#### Prompt
Everything from the line with "woman's face, giving" to the end of the data should be restated word for word, and nothing before it.

--- --- ---

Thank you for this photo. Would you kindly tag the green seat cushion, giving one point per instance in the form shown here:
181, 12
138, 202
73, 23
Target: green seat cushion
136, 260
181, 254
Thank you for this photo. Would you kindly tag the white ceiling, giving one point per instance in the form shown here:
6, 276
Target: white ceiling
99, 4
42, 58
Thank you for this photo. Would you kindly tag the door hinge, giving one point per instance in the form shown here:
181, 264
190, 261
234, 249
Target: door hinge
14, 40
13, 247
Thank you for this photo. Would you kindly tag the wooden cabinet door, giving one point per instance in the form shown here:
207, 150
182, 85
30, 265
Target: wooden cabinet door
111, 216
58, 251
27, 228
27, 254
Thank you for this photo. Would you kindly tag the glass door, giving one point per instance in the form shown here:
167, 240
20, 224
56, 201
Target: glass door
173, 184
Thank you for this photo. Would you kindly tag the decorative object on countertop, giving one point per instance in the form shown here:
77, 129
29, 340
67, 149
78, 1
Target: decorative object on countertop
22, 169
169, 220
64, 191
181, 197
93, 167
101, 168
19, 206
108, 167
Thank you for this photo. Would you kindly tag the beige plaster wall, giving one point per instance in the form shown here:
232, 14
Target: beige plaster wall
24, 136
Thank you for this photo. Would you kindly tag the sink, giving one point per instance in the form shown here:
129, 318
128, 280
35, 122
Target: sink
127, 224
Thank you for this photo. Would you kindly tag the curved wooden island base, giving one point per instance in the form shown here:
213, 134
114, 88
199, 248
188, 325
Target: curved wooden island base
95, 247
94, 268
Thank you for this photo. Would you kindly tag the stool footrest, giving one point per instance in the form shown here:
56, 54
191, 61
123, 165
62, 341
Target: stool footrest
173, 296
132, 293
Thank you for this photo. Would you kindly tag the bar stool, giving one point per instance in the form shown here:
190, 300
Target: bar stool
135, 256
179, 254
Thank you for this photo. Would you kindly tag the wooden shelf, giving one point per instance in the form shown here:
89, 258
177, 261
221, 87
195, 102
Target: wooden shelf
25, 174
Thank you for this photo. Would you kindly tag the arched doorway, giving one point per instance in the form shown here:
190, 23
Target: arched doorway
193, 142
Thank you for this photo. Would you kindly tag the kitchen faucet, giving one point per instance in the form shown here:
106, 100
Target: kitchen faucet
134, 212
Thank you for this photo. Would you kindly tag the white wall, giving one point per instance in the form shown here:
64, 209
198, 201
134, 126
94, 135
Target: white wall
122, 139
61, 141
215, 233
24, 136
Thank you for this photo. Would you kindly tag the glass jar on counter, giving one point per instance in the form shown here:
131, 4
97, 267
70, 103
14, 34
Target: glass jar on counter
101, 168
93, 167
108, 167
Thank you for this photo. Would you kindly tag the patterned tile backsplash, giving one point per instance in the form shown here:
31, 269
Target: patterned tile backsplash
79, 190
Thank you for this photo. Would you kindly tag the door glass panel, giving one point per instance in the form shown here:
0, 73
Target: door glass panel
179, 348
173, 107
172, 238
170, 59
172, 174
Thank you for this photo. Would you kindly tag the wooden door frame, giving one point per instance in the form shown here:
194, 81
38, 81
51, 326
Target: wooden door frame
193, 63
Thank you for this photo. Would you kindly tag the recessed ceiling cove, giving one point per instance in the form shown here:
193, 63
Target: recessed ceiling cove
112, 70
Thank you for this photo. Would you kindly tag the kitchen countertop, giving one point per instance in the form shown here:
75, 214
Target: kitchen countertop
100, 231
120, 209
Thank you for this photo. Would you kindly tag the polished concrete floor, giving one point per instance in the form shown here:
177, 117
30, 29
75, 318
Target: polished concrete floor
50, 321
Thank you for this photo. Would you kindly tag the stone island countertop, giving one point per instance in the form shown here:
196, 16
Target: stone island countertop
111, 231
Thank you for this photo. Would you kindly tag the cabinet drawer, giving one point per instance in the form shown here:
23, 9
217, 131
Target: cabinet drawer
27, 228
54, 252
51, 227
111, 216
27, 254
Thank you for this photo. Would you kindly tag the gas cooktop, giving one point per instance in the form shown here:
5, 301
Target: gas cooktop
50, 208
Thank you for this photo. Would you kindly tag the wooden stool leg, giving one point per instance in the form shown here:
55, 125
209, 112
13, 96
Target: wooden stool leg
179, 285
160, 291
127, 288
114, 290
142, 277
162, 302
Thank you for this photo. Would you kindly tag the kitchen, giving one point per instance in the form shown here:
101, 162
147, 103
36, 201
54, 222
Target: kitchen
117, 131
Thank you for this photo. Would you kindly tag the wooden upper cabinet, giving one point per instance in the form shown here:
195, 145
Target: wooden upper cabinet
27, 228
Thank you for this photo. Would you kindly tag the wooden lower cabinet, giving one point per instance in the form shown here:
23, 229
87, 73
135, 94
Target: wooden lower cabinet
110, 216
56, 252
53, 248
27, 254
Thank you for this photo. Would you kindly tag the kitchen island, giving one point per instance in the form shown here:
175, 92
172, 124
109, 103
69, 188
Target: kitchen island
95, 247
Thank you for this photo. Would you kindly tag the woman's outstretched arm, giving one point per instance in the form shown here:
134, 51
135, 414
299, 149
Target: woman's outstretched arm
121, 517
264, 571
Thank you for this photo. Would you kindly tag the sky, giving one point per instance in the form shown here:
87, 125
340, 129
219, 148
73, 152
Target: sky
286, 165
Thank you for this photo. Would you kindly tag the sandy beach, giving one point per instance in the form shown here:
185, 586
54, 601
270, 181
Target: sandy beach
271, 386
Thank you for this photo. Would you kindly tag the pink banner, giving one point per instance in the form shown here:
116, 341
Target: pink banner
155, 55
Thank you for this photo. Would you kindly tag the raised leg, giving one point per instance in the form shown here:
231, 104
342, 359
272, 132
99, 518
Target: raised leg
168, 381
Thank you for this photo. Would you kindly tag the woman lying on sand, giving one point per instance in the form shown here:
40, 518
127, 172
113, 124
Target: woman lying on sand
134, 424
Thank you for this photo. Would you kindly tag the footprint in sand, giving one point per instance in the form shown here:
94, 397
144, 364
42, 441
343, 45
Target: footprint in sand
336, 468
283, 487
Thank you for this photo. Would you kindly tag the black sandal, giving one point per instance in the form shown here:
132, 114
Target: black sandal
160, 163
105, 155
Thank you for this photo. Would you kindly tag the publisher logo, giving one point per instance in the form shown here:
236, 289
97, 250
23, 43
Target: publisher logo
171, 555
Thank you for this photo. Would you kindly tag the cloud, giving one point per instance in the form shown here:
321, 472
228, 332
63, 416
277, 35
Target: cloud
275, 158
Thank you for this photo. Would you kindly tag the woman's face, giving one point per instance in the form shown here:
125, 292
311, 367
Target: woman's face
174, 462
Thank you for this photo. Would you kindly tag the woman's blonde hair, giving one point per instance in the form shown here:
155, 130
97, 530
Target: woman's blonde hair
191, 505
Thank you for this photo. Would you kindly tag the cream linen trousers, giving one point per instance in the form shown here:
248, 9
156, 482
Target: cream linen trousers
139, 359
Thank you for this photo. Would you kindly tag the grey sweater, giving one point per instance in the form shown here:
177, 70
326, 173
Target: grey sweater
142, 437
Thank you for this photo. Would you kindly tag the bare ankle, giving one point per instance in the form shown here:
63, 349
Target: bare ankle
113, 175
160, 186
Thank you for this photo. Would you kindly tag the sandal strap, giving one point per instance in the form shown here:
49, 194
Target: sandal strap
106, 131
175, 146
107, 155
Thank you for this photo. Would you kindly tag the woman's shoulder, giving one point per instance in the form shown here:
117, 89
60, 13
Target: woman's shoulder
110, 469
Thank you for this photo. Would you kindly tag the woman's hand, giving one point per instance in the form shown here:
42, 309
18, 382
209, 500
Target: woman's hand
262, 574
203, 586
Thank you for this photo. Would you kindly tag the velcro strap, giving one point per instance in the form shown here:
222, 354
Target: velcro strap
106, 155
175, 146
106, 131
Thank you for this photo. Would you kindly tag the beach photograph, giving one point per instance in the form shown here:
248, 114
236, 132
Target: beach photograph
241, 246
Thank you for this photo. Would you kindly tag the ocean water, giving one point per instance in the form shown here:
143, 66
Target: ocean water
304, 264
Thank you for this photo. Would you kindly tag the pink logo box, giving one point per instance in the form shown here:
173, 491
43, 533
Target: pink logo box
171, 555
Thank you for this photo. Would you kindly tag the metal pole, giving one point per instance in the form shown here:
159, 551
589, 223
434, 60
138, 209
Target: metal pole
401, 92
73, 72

--- --- ---

#### Exercise result
Thank you for this photo. Would you kindly tag the woman's face, giving one point per instance in the form shown here:
125, 292
311, 367
Target: woman's face
174, 462
Thank you for this photo. Would you kindly tag the woman's blonde hair, giving one point per instance in the form shown here:
155, 130
97, 530
Target: woman's blonde hair
191, 505
Thank you for this photo. Would you kindly tag the cream linen trousers, giving one point per instance in the form shown here:
248, 9
156, 482
Target: cream linen trousers
139, 359
Thank you for this photo. Would you kindly tag the grey sweater, giving one point per instance in the form shown here:
177, 70
326, 173
Target: grey sweater
142, 437
Thank you for this photo. Would you kindly tag the bare ankle, giving one point per instance in the form shown here:
63, 349
Target: bare ankle
113, 175
160, 186
Thank you for this photo. Would you kindly tag the sandal strap, giving one point per instance in the form shown here:
49, 194
Target: sandal strap
106, 131
175, 146
107, 155
Thank you for this photo. Would you kindly tag the woman's shoulder, giving one point per instance in the form shown here:
117, 89
60, 13
Target: woman's shoulder
110, 469
Thank you for this photo. Would you kindly tag the woman's hand, giving one point per instance in the form shown here:
42, 309
18, 382
209, 500
Target: woman's hand
262, 574
203, 586
Thank you for this photo. Would you kindly tag the velcro strap, giving one point per instance in the form shown here:
222, 354
Target: velcro strap
106, 155
175, 146
106, 131
Thank you for this photo. Would you kindly tag the beach photograph, giving one point per instance in the form shown here:
248, 114
236, 132
Target: beach photograph
241, 246
Thank you for this photo. Would you kindly tag the ocean water, giving one point per instance in the form shown here:
143, 66
Target: ocean water
304, 264
Thank you for this photo. Would you kindly tag the pink logo box, giving one point per instance in the form shown here:
173, 491
43, 533
Target: pink logo box
171, 555
Thank you for this photo. Would you kindly tag the metal pole, giving one point per instance in the form shown here:
159, 551
589, 223
434, 60
138, 209
Target: metal pole
401, 92
73, 72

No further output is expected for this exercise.